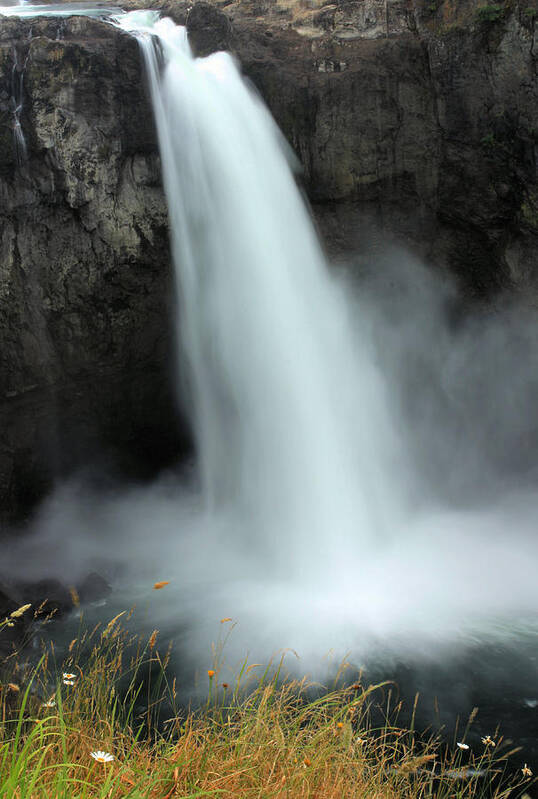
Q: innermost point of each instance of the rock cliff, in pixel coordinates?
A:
(415, 121)
(85, 281)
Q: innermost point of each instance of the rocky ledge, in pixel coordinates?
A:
(415, 121)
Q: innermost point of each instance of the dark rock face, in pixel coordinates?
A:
(85, 281)
(414, 121)
(428, 135)
(209, 29)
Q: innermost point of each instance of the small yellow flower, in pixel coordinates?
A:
(102, 757)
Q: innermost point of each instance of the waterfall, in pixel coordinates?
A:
(282, 405)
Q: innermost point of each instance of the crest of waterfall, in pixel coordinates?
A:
(289, 417)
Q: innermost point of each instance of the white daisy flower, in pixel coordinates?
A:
(102, 757)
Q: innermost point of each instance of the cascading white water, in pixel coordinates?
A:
(282, 405)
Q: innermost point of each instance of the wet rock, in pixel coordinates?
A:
(47, 596)
(93, 587)
(209, 29)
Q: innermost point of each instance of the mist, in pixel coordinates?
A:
(364, 477)
(456, 564)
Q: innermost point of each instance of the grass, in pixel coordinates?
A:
(265, 736)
================================
- [EXERCISE PROMPT] Without including the pictures, reproduce all entries exactly.

- [TASK RESULT]
Q: innermost point of each instance of the rock cliff, in pixel coordinates?
A:
(415, 121)
(85, 281)
Q: innermost point of each instance of the rocky ledge, in pixel coordinates?
A:
(415, 121)
Q: innermost point of each instance of the dark rock face, in pixel coordinates?
A:
(85, 281)
(414, 121)
(428, 135)
(209, 29)
Q: innermost point of each instance of the small yellow flower, in pixel coordinates?
A:
(102, 757)
Q: innermost point of each instance of the waterfall, in pixel coordinates?
A:
(282, 405)
Q: innermost point of each instance of the crest of waterfall, in pixel coordinates?
A:
(289, 417)
Q: innermost point of each instance of the white daisy flower, in pixel coordinates?
A:
(102, 757)
Q: innermost point of each instance of the cascading white water, in pixel coordinates?
A:
(282, 405)
Q: innermost point of each instance of the wet rock, in pixel coordinates?
A:
(47, 596)
(93, 587)
(209, 29)
Q: innermost point of each instance of the mist, in pixel coordinates?
A:
(364, 477)
(456, 564)
Q: innermost point of each instance of the grass, in pixel coordinates?
A:
(265, 736)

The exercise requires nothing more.